Generating controlled load on Linux CPU cores using just C!

Описание к видео Generating controlled load on Linux CPU cores using just C!

Hi,
in this video we are going to discus an approach to generate controlled load on all or selected CPU cores present in our Linux system and then implement a tiny C program/tool to actually do it. Here by load I mean CPU utilization that is the CPU utilization percentages we see per core when we run htop in our terminal. Also by controlled I mean we will try to generate a specific load percentage for a given amount of time. For example something like 60% cpu utilization for all or some of the cores for lets say 30 seconds.
In reality we already have a very popular tool called stress-ng to achieve the same thing however I wanted to find out how we can generate such controlled CPU load from scratch and hence thought of implementing something similar.
Some of the interesting things we will be discussing in this video are the sysconf API which lets us query system parameters at runtime, the gettimeofday API in C which let us get precision timestamp, the nanosleep API and the awesome sched_setaffinity system call which allows us to pin process to a particular CPU core in Linux.
§ §
## [GOAL]
Reproduce the passage of the CPU load video description from "In reality we" up to and including "implementing something similar.".
§ §
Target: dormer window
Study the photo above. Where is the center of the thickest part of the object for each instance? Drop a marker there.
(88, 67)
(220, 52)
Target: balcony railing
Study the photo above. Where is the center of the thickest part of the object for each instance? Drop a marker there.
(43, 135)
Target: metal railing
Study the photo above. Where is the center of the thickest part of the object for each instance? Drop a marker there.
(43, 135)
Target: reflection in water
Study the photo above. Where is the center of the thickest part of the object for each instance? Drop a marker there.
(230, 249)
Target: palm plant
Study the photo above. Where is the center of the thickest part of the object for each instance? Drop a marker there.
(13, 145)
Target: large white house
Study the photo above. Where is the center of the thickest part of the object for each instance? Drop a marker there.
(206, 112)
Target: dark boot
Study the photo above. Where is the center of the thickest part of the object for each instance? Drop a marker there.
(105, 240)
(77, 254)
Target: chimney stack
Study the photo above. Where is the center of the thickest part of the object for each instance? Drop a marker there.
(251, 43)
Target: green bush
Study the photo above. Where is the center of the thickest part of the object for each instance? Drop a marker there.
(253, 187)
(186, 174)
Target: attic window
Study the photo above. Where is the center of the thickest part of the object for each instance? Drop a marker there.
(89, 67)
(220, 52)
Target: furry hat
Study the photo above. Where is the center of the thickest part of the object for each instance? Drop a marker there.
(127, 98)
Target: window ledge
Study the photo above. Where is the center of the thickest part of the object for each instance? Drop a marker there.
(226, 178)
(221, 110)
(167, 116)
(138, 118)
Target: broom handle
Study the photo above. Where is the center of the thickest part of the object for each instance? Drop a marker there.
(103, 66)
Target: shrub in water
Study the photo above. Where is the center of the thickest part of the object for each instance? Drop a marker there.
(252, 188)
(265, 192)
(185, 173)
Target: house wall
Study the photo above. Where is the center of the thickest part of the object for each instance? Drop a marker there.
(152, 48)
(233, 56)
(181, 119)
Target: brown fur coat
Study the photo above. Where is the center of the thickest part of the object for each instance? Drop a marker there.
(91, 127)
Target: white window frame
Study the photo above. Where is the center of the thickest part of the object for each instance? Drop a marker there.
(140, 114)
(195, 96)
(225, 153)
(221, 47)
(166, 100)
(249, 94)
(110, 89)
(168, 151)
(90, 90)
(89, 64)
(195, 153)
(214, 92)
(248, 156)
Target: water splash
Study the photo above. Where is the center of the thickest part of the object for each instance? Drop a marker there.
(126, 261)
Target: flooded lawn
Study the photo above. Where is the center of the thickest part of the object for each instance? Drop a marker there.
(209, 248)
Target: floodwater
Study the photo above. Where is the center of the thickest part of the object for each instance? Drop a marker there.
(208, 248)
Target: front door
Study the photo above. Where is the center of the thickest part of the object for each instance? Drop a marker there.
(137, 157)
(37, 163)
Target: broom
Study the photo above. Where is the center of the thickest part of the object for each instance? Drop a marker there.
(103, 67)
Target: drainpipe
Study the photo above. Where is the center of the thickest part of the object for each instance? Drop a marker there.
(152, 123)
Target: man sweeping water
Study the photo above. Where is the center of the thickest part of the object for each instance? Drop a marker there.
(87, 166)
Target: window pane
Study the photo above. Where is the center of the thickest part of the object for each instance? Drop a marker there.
§ §
## [EXERCISE RESULT]
In reality we already have a very popular tool called stress-ng to achieve the same thing however I wanted to find out how we can generate such controlled CPU load from scratch and hence thought of implementing something similar.